WORK REQUIRED:
Continue the article on The Bots Master, the 1993 cartoon series, from the point where it stops. The records that follow it are separate.

- Also known as: Le maître des bots
- Genre: Action Science fiction
- Written by: Jean Chalopin Jack Olesker
- Directed by: Shigeo Koshi Xavier Picard
- Voices of: Mark Hildreth Crystaleen O'Bray Ian James Corlett Richard Ian Cox Michael Donovan Stefano Giulianetti Janyse Jaud Sam Khouth Rob Lehane Cusse Mankume Pamela Martin Kim Restell Chelan Simmons Dale Wilson
- Music by: Alain Garcia
- Countries of origin: France United States Canada
- Original language: English
- No. of seasons: 1
- No. of episodes: 40

Production
- Executive producers: Avi Arad Jean Chalopin
- Producers: Xavier Picard Mark Taylor
- Running time: 23 minutes
- Production companies: AB Productions Créativité et Développement Avi Arad and Associates

Original release
- Network: YTV (Canada) Syndicated (US) TF1 and Mangas (France) TVP1 (Poland) Children's BBC and The Children's Channel (UK)
- Release: 27 September – 19 November 1993

= The Bots Master =

1993 cartoon series

The Bots Master is a 1993 animated series produced by Jean Chalopin through his company "Créativité et Développement" ("C&D") in France and Saban International. In total, 40 episodes were made, each one having a special 2.5D segment and titles. The series was co-produced by Avi Arad and Associates. The show also had a toyline based on it.

==Summary==
In the year 2025 A.D., robots have become commonplace, performing menial tasks and working in industry. For that, the world can thank the young genius robotic engineer Ziv "ZZ" Zulander and the Robotic Megafact Corporation (aka RM Corp) which he works for. Ziv's creation of the "3A robot series" revolutionized the world and its application of robotics. However, RM Corp's CEO Sir Lewis Leon Paradim (aka "LLP") isn't satisfied being one of the wealthiest men in the world; he desires world domination. With his minions Lady Frenzy and Dr. Hiss, LLP plans to take control of the planet through a coup d'état using the same 3A bots that ZZ had invented to benefit humanity. Hiss creates a new chip called the "Krang Chip" which can be used to override any 3A series robot to take orders exclusively from RM Corp. ZZ learns of LLP's evil plan and decides to defect from the company, intending to stop the continued manufacture and distribution of the Krang Chips.

GIVEN ENTRIES:

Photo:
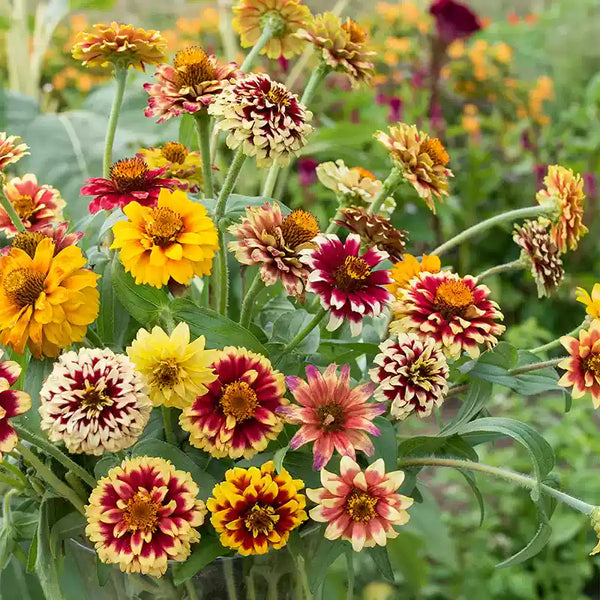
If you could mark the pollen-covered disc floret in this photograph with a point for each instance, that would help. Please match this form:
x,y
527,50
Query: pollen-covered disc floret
x,y
255,510
263,118
359,506
94,401
143,514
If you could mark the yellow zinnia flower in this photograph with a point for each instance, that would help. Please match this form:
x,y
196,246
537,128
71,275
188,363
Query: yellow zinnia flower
x,y
176,239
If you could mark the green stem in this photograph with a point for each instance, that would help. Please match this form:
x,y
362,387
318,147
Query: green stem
x,y
524,480
120,78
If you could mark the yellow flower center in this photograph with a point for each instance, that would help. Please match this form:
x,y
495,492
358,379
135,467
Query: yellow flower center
x,y
24,286
239,401
351,273
299,227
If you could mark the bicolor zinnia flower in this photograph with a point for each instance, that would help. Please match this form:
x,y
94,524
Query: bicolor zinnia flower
x,y
46,301
36,205
347,283
283,17
176,369
422,160
263,118
143,514
94,401
411,374
255,510
122,45
12,404
359,506
238,415
267,239
331,414
176,239
191,84
564,191
453,311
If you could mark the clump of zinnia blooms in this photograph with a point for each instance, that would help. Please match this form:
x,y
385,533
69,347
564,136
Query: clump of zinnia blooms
x,y
283,18
143,514
176,239
268,239
359,506
122,45
190,85
422,160
46,301
332,414
263,118
254,510
176,369
94,401
238,414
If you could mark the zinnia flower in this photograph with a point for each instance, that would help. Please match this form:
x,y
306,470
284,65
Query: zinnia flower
x,y
122,45
176,369
564,190
263,118
237,416
255,509
453,311
360,506
421,159
411,373
191,84
144,513
176,239
347,283
266,238
283,17
94,401
46,301
36,205
331,414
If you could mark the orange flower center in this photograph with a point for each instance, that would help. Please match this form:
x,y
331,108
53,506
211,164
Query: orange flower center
x,y
239,401
351,273
24,286
299,227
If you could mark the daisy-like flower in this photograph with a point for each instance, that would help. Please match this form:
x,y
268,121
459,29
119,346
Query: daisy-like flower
x,y
343,45
411,373
255,510
263,118
540,252
283,18
347,283
130,181
181,164
191,84
94,401
422,160
564,191
359,506
143,514
36,205
237,416
453,311
176,369
331,414
122,45
176,239
12,404
46,301
266,238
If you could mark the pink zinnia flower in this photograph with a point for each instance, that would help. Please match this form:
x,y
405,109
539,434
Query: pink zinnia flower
x,y
346,282
331,414
360,506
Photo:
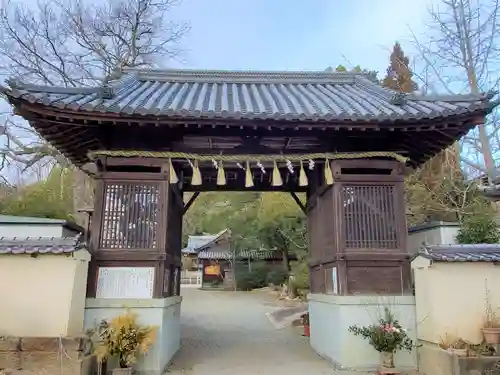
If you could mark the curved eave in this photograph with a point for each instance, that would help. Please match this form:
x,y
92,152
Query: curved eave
x,y
477,112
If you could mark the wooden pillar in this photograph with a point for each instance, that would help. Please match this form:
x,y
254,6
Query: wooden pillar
x,y
136,231
358,231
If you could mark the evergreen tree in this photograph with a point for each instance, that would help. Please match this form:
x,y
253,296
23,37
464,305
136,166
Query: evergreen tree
x,y
399,76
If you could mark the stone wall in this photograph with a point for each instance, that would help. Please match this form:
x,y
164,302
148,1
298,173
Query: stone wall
x,y
40,355
435,361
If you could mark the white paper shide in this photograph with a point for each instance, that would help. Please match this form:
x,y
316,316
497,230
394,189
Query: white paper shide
x,y
125,282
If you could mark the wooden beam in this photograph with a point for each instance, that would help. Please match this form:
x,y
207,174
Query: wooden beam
x,y
190,202
299,202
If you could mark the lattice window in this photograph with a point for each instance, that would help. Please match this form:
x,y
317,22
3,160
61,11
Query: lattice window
x,y
370,217
317,280
129,216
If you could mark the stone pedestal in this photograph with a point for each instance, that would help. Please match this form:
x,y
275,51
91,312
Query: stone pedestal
x,y
45,355
331,316
165,313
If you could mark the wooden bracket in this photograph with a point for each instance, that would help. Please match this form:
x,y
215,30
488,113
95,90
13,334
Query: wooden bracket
x,y
299,202
190,202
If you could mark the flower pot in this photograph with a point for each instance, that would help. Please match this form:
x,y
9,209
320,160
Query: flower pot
x,y
121,371
491,335
307,330
387,359
458,352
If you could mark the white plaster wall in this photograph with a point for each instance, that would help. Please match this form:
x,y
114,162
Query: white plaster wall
x,y
43,296
163,313
332,315
451,298
30,230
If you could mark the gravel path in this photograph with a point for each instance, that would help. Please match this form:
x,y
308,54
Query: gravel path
x,y
228,333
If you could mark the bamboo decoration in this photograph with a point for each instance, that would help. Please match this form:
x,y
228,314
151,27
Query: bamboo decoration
x,y
221,176
248,176
328,173
303,181
196,179
171,172
276,178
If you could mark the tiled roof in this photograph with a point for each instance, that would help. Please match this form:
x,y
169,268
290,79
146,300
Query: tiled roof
x,y
462,253
304,96
19,220
40,245
197,243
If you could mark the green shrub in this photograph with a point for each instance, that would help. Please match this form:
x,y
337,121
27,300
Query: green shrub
x,y
255,277
277,276
478,229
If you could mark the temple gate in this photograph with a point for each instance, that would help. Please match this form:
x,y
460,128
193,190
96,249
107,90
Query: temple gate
x,y
151,135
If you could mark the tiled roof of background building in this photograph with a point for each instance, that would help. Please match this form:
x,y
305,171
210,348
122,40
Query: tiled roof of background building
x,y
462,253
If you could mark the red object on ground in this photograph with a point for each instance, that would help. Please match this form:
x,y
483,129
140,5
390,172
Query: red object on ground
x,y
307,330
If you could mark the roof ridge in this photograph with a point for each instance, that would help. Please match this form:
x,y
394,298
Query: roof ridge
x,y
242,76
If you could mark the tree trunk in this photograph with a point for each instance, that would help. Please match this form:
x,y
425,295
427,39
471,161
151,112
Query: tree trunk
x,y
286,259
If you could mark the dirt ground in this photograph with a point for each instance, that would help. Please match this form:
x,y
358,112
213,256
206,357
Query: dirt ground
x,y
228,333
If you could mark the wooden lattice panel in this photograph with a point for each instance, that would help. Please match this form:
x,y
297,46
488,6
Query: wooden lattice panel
x,y
370,217
130,216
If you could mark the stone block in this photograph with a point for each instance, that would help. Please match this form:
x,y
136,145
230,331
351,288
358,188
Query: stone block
x,y
50,344
8,344
52,362
10,360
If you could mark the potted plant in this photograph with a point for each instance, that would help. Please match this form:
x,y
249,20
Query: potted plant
x,y
491,328
304,318
454,345
386,337
122,339
459,347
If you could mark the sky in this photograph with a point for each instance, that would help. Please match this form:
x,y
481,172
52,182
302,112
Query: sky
x,y
293,34
296,34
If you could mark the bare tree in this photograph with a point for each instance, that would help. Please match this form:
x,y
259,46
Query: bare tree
x,y
460,53
74,43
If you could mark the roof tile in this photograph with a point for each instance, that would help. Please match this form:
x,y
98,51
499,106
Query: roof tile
x,y
307,96
40,245
462,253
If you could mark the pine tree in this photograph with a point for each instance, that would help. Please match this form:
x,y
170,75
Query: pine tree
x,y
428,197
399,76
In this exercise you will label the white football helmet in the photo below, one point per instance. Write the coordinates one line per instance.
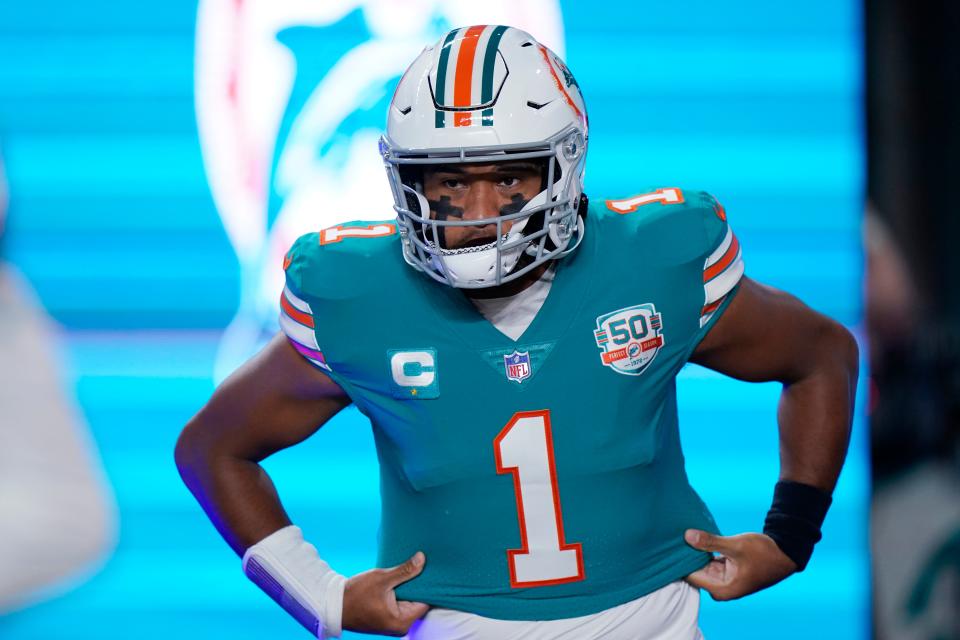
(486, 94)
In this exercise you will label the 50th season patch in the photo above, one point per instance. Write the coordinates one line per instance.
(629, 338)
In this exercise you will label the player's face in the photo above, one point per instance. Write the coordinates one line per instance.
(478, 192)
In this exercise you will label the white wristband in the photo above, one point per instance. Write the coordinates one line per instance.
(291, 572)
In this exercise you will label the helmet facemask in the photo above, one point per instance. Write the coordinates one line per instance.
(482, 95)
(546, 227)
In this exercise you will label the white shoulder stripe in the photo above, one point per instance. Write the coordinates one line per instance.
(296, 331)
(324, 365)
(725, 280)
(297, 303)
(719, 251)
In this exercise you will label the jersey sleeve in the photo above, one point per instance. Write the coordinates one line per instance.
(722, 260)
(296, 309)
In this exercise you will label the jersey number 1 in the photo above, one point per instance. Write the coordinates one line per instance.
(524, 448)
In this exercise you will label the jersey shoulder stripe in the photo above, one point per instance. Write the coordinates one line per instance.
(296, 321)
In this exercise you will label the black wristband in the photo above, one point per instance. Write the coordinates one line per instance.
(795, 518)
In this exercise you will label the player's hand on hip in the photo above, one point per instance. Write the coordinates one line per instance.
(747, 563)
(370, 605)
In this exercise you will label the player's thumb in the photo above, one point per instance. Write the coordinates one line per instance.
(407, 570)
(704, 579)
(410, 612)
(705, 541)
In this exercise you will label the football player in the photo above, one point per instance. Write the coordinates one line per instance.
(515, 347)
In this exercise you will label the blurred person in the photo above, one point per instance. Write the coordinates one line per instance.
(58, 519)
(915, 423)
(515, 347)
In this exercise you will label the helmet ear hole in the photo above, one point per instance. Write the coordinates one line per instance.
(412, 177)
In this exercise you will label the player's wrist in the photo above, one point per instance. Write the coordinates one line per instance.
(795, 519)
(291, 572)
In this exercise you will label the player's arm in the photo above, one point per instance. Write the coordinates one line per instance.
(768, 335)
(272, 402)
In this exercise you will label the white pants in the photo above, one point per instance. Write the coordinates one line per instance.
(670, 613)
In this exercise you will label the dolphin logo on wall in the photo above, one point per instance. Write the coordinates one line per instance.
(291, 98)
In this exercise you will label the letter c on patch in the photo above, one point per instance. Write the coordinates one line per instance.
(413, 368)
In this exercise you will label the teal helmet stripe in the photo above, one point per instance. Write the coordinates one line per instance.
(441, 88)
(489, 62)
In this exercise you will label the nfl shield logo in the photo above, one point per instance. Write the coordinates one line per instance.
(517, 366)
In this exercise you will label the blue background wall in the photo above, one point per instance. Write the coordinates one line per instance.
(112, 221)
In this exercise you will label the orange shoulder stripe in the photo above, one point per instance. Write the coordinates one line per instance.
(717, 268)
(303, 318)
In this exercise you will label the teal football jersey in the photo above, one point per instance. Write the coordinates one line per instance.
(543, 477)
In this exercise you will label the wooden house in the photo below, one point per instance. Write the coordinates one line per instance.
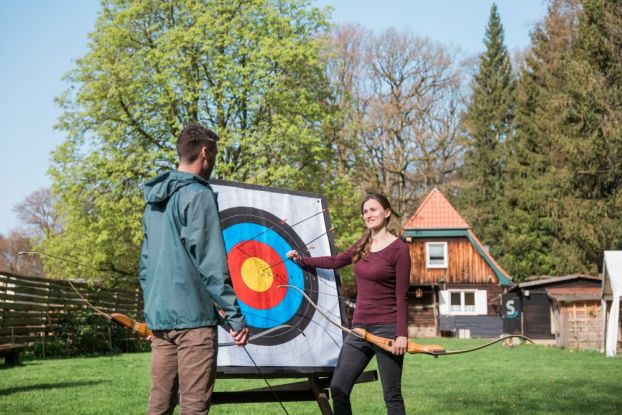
(562, 311)
(456, 285)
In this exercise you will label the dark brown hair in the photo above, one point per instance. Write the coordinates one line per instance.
(362, 250)
(192, 139)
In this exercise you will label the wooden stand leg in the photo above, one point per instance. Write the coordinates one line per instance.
(320, 396)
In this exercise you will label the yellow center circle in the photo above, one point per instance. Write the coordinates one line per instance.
(257, 274)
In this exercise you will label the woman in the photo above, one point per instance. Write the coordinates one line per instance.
(382, 272)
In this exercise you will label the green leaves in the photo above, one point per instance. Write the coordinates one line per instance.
(247, 70)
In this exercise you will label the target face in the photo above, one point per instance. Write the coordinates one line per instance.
(257, 243)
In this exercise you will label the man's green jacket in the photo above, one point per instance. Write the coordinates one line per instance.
(183, 266)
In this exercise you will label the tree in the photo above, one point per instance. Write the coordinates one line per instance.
(11, 261)
(37, 213)
(412, 94)
(592, 132)
(248, 70)
(487, 123)
(533, 243)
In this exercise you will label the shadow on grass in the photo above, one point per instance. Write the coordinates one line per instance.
(603, 399)
(45, 386)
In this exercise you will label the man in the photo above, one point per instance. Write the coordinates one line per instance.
(185, 278)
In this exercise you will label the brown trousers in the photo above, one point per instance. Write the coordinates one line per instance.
(183, 360)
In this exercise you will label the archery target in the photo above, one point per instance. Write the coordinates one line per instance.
(260, 225)
(257, 242)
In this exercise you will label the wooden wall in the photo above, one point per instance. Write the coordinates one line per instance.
(30, 306)
(464, 264)
(578, 325)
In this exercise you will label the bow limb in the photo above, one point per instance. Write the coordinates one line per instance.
(137, 327)
(472, 349)
(389, 344)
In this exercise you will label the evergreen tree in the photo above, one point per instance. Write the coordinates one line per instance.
(487, 123)
(531, 245)
(564, 170)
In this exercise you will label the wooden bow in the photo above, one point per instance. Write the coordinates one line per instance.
(389, 344)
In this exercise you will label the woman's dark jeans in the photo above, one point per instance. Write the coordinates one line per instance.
(354, 357)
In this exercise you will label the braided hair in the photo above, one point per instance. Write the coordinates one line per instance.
(362, 250)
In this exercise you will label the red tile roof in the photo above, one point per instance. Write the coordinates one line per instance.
(435, 212)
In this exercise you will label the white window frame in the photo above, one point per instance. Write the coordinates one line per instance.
(480, 306)
(427, 255)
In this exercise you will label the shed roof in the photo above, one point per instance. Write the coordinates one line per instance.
(612, 273)
(548, 280)
(571, 294)
(435, 212)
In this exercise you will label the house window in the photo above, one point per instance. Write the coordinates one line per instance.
(463, 302)
(436, 254)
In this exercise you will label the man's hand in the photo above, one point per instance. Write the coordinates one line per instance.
(240, 337)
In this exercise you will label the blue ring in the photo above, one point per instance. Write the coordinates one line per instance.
(286, 309)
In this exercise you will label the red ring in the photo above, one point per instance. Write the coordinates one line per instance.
(245, 250)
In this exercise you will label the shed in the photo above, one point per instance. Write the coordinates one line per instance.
(543, 302)
(610, 301)
(576, 318)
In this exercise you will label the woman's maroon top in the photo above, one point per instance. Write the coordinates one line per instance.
(382, 282)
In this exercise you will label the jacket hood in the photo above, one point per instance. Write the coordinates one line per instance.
(162, 187)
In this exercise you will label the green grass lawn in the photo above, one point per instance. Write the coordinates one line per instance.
(524, 379)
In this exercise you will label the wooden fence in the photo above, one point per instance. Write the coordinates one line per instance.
(32, 307)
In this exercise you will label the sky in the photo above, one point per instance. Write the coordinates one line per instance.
(40, 41)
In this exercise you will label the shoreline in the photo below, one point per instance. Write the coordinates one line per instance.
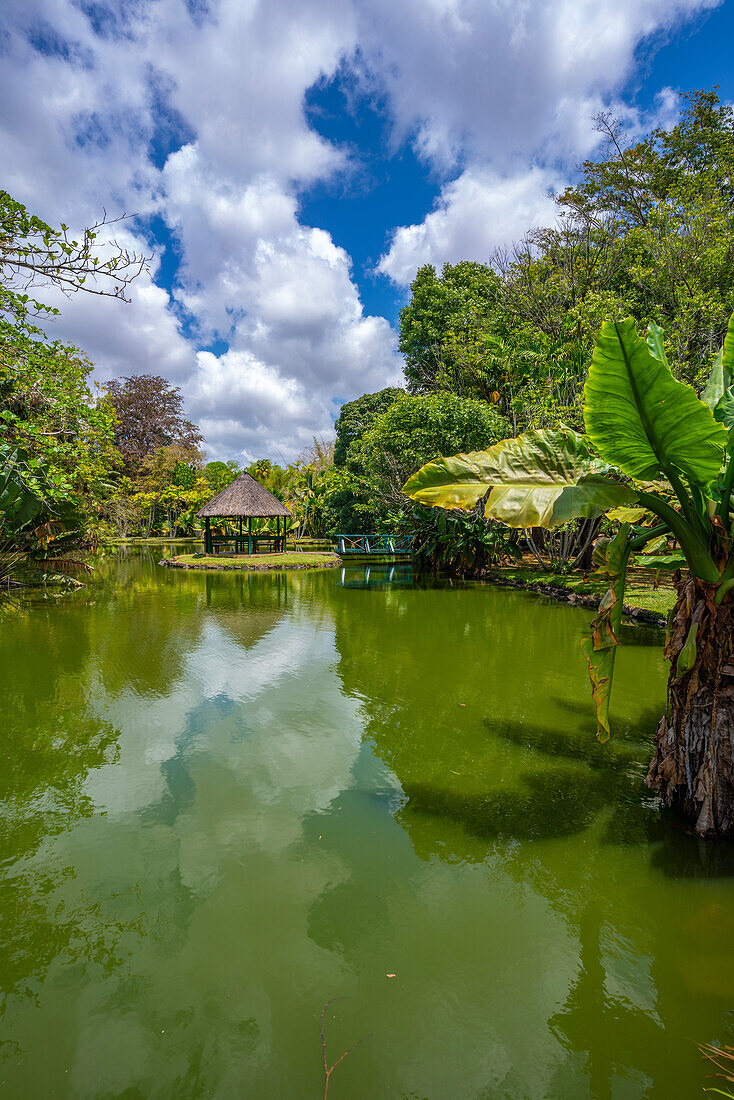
(293, 562)
(566, 595)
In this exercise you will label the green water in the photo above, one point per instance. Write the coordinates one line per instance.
(230, 798)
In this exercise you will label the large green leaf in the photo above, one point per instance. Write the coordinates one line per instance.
(540, 479)
(641, 418)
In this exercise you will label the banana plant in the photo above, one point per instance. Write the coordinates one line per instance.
(653, 448)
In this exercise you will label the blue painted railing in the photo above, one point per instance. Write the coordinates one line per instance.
(373, 545)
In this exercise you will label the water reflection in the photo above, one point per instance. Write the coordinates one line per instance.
(276, 789)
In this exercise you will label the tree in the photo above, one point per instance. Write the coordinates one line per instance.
(48, 410)
(218, 475)
(150, 416)
(648, 428)
(358, 416)
(445, 327)
(412, 431)
(32, 253)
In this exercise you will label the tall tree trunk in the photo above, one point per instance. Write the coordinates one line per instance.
(693, 763)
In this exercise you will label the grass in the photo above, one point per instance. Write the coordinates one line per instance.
(641, 590)
(291, 560)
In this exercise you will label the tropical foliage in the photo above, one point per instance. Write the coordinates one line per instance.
(665, 453)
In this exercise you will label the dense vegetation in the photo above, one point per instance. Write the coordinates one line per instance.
(490, 350)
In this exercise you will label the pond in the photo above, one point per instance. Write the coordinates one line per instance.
(229, 799)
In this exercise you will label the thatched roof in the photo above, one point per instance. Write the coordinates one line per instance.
(243, 497)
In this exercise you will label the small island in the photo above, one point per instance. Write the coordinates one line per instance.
(292, 559)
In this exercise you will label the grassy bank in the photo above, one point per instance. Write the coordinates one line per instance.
(291, 560)
(641, 591)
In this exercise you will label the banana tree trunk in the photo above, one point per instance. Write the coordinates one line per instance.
(693, 763)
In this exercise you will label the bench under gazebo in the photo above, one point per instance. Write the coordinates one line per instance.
(244, 498)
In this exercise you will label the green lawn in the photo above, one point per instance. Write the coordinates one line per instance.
(641, 591)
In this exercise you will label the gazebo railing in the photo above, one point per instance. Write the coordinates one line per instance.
(244, 540)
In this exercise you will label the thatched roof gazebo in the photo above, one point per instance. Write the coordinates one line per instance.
(244, 498)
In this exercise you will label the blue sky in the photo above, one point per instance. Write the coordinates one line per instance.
(293, 162)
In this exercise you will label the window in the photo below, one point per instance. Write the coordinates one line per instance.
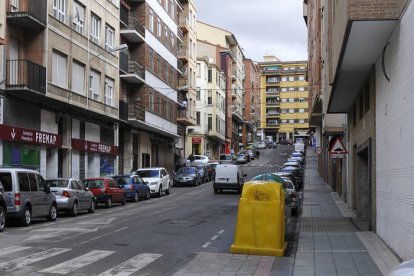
(78, 17)
(109, 37)
(95, 28)
(151, 21)
(94, 79)
(59, 9)
(198, 118)
(78, 77)
(109, 91)
(159, 28)
(59, 67)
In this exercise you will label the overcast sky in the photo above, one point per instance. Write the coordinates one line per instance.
(262, 27)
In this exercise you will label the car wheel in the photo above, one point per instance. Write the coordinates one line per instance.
(74, 210)
(108, 203)
(92, 207)
(27, 217)
(2, 218)
(136, 197)
(52, 213)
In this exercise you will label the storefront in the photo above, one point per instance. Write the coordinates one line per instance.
(24, 147)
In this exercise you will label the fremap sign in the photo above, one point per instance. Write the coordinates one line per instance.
(30, 136)
(89, 146)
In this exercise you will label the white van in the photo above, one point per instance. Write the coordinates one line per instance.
(228, 177)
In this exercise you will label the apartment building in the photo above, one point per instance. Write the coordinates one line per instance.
(231, 63)
(368, 52)
(187, 63)
(149, 80)
(208, 136)
(251, 102)
(285, 98)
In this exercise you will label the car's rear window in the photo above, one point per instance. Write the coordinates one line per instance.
(6, 181)
(148, 173)
(60, 183)
(94, 183)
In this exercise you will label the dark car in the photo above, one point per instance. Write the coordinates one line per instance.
(134, 186)
(105, 190)
(3, 209)
(202, 170)
(187, 176)
(211, 169)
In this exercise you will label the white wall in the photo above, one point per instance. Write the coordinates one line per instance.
(394, 141)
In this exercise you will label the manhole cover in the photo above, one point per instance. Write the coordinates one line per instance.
(325, 224)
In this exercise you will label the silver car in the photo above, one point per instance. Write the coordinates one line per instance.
(71, 195)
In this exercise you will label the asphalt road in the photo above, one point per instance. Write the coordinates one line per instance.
(154, 237)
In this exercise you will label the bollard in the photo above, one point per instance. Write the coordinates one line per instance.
(260, 227)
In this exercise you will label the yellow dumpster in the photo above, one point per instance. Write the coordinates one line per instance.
(260, 228)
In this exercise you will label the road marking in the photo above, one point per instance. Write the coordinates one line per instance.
(12, 249)
(78, 262)
(98, 237)
(206, 244)
(24, 261)
(132, 265)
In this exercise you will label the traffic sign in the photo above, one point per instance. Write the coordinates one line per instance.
(338, 147)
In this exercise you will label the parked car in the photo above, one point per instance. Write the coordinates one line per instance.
(105, 190)
(261, 145)
(211, 169)
(198, 159)
(226, 159)
(241, 158)
(293, 194)
(3, 208)
(158, 179)
(228, 177)
(71, 195)
(134, 186)
(27, 195)
(187, 176)
(202, 170)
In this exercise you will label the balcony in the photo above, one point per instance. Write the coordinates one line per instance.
(184, 23)
(182, 53)
(184, 117)
(26, 13)
(25, 75)
(133, 30)
(135, 74)
(180, 35)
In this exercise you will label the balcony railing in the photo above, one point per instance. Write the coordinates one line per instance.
(134, 30)
(24, 74)
(26, 13)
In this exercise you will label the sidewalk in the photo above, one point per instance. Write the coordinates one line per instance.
(329, 243)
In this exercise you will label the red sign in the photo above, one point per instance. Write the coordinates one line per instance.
(197, 140)
(83, 145)
(30, 136)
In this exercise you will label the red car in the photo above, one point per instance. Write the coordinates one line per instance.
(106, 190)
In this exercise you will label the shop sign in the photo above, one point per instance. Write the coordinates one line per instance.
(196, 140)
(30, 136)
(89, 146)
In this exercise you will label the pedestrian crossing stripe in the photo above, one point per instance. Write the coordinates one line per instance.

EXPECTED ANSWER:
LLP and his cohorts originally seek to capture ZZ and attempt to convince him to switch sides, but ZZ refuses. Utilizing his A.I. robotic creations, the B.O.Y.Z.Z. (Brain Operated Young Zygoetopic Zoids), ZZ stages a robotic freedom fighting guerrilla war against RM Corps' military bots. Shortly after escaping RM Corp, ZZ rescues his sister Blitzy Zulander and takes his home and operation literally underground to avoid enemy detection. After securing his base of operations, ZZ and his BOYZZ begin their private campaign against RM Corp.

ZZ had secretly installed a special system, called "mirrors", which allows him to monitor RM Corp from within Lady Frenzy's office PC, using this information to sabotage RM Corp plans. During attempts to foil Krang Chip delivery and production, ZZ and his BOYZZ are incriminated in a series of false media reports on his rogue activities to turn public sympathy against him, and discrediting his heroic efforts as terrorism activity.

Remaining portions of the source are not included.